**EXERCISE REQUIREMENTS:**
Transcribe the note about giving S137 money to a Ltd company in full, word for word.

**SOURCE PASSAGE:**
--- START ---

NB can the PC give S137 money to an Ltd company?

--- END ---

Records from a dataset:
--- START ---

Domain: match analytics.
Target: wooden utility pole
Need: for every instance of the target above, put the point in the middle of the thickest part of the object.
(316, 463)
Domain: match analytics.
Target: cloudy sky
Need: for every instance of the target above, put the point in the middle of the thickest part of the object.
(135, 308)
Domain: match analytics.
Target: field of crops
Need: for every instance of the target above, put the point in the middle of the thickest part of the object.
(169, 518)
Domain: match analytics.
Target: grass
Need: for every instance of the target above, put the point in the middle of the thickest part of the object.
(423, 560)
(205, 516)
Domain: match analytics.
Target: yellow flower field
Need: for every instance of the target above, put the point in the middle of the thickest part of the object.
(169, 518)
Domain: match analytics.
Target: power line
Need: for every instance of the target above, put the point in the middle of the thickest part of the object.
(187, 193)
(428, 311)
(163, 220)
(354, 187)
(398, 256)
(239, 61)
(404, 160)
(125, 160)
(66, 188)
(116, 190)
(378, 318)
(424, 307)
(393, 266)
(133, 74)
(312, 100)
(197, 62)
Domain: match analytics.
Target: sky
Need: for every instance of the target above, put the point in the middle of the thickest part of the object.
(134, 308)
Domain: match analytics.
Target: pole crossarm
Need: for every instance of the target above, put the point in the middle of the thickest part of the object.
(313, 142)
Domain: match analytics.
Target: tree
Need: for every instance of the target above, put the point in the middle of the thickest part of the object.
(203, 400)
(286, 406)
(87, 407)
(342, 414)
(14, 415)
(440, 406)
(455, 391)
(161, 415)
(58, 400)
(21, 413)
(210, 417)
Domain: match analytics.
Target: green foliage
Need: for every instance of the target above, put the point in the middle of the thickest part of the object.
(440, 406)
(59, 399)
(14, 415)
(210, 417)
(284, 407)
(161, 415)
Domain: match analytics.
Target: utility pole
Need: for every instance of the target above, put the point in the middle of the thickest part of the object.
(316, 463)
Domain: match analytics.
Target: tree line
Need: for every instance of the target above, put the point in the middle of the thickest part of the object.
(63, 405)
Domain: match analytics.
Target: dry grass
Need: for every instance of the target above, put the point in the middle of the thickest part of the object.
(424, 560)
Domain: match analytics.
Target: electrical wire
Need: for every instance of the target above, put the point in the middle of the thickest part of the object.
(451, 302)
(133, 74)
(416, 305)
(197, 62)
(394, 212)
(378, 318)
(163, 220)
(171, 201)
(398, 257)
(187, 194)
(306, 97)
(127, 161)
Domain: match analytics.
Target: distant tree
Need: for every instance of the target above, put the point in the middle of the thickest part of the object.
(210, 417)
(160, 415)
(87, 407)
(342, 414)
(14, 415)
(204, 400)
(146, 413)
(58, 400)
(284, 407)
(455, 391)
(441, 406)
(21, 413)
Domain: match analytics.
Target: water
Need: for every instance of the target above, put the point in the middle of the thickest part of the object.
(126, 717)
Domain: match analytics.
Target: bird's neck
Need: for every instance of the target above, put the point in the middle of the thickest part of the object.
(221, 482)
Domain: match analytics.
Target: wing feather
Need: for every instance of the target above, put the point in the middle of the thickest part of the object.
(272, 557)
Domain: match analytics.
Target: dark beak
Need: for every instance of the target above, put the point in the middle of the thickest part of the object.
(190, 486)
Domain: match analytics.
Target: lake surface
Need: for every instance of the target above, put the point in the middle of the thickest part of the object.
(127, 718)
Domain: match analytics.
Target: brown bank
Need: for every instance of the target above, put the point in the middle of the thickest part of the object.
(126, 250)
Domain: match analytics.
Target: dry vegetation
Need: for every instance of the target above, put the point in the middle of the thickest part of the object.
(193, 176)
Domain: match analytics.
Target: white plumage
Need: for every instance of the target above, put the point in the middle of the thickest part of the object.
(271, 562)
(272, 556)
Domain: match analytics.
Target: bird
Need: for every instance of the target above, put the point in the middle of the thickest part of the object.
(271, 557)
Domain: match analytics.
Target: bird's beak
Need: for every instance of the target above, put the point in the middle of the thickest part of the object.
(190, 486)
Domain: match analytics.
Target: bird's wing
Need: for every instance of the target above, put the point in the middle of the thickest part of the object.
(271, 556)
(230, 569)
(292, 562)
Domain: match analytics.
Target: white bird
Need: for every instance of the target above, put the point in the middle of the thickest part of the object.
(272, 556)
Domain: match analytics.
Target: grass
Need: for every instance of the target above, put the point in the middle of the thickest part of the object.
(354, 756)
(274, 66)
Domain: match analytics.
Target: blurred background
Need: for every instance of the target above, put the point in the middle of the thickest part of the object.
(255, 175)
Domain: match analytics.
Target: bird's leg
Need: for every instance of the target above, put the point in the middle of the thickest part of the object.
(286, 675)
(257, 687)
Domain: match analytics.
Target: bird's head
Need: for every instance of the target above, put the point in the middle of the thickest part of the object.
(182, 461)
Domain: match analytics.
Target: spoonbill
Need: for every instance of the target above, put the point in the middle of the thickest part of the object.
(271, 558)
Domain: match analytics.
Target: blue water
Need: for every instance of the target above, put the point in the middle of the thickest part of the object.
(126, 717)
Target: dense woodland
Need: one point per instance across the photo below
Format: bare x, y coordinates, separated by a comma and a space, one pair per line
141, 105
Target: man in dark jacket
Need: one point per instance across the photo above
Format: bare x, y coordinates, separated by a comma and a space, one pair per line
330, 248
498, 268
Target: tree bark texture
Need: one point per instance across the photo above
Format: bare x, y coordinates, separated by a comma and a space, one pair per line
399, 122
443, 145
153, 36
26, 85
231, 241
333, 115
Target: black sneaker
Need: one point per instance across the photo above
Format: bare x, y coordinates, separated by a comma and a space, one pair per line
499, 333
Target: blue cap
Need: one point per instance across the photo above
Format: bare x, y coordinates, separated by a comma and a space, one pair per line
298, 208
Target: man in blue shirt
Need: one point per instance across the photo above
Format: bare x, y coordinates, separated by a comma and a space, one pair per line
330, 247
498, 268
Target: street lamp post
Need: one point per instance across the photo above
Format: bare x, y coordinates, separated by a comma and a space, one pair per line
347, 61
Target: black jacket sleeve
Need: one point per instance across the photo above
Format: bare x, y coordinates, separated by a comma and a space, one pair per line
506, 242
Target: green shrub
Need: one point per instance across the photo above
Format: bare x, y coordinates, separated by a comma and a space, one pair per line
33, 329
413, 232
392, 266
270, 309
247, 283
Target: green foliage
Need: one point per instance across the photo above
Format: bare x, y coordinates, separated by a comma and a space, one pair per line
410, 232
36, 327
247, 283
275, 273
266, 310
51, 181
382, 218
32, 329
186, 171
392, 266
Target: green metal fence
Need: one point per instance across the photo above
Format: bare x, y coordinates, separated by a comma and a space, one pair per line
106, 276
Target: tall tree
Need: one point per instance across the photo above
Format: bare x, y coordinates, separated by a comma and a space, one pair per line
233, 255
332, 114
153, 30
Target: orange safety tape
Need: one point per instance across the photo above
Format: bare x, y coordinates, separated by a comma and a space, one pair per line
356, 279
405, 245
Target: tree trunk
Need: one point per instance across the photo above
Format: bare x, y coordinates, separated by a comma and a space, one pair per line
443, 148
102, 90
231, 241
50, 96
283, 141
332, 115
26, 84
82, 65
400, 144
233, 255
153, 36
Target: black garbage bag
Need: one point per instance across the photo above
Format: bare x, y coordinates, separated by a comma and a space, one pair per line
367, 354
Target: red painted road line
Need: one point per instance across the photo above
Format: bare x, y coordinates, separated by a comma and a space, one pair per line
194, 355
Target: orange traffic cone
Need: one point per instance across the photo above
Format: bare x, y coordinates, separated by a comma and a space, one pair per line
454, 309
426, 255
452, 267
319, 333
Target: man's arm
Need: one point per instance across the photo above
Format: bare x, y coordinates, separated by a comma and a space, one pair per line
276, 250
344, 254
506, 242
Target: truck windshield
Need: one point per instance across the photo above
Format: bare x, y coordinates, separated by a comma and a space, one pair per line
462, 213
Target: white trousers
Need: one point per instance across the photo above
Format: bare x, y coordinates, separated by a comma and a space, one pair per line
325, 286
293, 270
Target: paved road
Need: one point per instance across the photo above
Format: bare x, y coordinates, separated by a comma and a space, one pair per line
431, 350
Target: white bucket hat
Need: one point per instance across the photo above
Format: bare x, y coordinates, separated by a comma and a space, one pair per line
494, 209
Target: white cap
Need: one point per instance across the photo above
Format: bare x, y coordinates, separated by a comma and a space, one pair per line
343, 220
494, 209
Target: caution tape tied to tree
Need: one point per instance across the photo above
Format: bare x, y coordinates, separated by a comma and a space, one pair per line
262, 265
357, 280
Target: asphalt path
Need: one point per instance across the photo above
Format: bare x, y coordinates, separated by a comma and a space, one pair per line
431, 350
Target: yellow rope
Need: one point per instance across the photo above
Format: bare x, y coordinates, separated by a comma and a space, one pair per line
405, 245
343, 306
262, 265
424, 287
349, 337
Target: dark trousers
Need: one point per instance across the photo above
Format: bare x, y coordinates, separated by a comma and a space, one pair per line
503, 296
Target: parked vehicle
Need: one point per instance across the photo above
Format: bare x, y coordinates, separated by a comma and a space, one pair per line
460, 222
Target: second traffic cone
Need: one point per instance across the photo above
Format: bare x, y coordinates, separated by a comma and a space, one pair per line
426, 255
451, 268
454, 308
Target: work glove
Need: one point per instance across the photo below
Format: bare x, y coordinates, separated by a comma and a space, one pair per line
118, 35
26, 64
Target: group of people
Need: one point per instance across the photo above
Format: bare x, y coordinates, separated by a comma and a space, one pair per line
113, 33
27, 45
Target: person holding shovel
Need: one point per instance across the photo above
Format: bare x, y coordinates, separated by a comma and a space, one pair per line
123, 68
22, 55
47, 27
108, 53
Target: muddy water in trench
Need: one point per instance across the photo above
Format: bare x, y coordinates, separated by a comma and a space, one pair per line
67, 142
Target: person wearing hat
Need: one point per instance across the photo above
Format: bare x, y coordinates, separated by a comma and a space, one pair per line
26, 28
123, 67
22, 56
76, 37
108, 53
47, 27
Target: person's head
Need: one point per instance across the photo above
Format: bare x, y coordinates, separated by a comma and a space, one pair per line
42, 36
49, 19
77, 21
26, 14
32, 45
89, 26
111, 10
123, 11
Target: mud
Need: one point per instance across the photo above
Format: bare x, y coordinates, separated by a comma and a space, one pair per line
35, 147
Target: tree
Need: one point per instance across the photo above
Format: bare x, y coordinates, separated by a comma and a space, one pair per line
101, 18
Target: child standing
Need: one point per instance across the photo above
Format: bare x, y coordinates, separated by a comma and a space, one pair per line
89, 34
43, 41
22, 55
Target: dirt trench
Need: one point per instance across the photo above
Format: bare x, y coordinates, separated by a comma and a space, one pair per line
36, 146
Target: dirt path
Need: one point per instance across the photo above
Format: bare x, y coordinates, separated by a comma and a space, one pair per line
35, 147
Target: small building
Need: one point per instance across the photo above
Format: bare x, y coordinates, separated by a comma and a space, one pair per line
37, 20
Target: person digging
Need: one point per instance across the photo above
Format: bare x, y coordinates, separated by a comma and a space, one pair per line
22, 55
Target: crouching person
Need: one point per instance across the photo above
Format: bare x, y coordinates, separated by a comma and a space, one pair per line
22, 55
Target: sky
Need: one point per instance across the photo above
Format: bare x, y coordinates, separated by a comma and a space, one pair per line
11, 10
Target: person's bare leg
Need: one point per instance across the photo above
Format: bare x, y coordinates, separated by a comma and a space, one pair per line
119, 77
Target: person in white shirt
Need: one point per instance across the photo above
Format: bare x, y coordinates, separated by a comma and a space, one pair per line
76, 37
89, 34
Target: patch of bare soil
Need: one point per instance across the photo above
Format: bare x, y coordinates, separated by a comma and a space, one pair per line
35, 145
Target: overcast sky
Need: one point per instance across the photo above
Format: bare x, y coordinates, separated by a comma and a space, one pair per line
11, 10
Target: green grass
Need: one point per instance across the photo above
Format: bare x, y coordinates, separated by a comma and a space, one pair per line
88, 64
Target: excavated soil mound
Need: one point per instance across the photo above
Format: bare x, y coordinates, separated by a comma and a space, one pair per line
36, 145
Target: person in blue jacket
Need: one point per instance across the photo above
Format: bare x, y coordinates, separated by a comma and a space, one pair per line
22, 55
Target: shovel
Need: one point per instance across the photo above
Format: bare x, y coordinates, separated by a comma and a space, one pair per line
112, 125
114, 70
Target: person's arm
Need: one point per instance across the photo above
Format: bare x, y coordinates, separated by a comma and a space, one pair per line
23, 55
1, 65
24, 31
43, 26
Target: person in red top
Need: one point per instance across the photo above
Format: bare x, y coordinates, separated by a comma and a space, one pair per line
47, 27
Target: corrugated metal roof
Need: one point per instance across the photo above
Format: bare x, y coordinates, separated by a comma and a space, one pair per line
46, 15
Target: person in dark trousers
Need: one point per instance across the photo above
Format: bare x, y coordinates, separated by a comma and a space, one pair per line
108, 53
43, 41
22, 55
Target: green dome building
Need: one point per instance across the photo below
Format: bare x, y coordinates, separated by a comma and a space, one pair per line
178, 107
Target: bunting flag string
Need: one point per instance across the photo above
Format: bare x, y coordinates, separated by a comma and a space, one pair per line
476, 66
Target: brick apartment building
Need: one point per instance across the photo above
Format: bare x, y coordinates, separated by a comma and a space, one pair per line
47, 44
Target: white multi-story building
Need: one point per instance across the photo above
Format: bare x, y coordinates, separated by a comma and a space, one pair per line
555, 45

--- END ---

**SOLUTION TO THIS EXERCISE:**
NB can the PC give S137 money to an Ltd company?